Goal =
Render the entries below as a Markdown table with the columns Row and Line, numbering each line and omitting blank lines. Begin at the line that contains "Box every dark bark area you see." and stop after the line that contains "276, 33, 287, 78".

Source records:
▬▬▬▬▬▬▬▬▬▬

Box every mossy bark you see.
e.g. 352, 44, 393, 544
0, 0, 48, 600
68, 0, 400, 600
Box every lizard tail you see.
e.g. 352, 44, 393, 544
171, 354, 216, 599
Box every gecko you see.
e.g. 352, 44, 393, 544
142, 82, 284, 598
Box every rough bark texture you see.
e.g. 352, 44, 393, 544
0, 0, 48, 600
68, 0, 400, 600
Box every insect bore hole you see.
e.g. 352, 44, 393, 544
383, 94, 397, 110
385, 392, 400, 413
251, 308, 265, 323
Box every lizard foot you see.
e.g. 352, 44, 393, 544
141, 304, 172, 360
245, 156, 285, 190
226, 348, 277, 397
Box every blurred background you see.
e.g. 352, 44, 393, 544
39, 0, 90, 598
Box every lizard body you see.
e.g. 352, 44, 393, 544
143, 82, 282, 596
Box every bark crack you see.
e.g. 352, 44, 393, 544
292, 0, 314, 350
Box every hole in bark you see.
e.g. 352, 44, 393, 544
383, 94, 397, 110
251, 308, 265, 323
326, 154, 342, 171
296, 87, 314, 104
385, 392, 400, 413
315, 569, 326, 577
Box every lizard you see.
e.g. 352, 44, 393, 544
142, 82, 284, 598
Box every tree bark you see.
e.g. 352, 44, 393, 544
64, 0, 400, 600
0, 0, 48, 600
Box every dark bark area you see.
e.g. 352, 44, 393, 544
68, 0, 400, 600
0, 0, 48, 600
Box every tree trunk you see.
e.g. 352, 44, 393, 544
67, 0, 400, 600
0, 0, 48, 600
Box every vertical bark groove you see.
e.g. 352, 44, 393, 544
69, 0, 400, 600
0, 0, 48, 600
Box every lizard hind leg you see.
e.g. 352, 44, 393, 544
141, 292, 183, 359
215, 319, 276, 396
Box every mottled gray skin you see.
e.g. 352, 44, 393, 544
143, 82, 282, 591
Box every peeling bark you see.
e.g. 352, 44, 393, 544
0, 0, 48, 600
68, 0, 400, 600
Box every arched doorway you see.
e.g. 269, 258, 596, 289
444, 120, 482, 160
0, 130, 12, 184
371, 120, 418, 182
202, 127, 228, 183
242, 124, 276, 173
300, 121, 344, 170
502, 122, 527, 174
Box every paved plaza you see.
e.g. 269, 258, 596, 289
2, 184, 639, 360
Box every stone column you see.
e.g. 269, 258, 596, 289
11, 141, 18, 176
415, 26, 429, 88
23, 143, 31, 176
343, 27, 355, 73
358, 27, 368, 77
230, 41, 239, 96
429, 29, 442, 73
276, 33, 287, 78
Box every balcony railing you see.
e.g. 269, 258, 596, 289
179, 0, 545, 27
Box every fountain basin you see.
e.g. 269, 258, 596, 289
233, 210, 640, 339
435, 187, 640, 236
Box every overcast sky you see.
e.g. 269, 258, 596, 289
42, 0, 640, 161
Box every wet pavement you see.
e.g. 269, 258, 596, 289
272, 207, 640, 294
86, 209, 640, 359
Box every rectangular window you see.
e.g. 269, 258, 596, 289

▬▬▬▬▬▬▬▬▬▬

Answer below =
| Row | Line |
|---|---|
| 1 | Box every dark bark area you see. |
| 2 | e.g. 352, 44, 393, 544 |
| 3 | 68, 0, 400, 600 |
| 4 | 0, 0, 48, 600 |
| 5 | Box every tree trunk you see. |
| 6 | e.g. 352, 44, 393, 544 |
| 7 | 67, 0, 400, 600 |
| 8 | 0, 0, 48, 600 |
| 9 | Box every vertical bark groove you see. |
| 10 | e.g. 352, 44, 393, 544 |
| 11 | 69, 0, 400, 600 |
| 12 | 0, 0, 48, 600 |
| 13 | Box every lizard hind leg you see. |
| 14 | e.g. 352, 44, 393, 544 |
| 15 | 141, 292, 183, 359 |
| 16 | 215, 319, 276, 396 |
| 17 | Box every mottled gray skin you see. |
| 18 | e.g. 352, 44, 393, 544 |
| 19 | 143, 82, 282, 591 |
| 20 | Box every peeling bark you see. |
| 21 | e.g. 352, 44, 393, 544 |
| 22 | 0, 0, 48, 600 |
| 23 | 68, 0, 400, 600 |
| 24 | Box every arched doorway you see. |
| 25 | e.g. 269, 258, 596, 289 |
| 26 | 444, 120, 482, 160 |
| 27 | 0, 130, 12, 184 |
| 28 | 371, 120, 418, 182 |
| 29 | 202, 127, 228, 183 |
| 30 | 242, 124, 276, 173 |
| 31 | 300, 121, 344, 170 |
| 32 | 502, 122, 527, 174 |
| 33 | Box every paved plaza you see. |
| 34 | e.g. 269, 258, 596, 289 |
| 35 | 2, 184, 639, 360 |
| 36 | Box every stone column you see. |
| 37 | e.g. 269, 258, 596, 289 |
| 38 | 11, 141, 18, 176 |
| 39 | 415, 26, 429, 88 |
| 40 | 23, 143, 31, 176 |
| 41 | 343, 27, 355, 73 |
| 42 | 358, 27, 368, 77 |
| 43 | 230, 41, 239, 96 |
| 44 | 429, 29, 442, 73 |
| 45 | 276, 33, 287, 78 |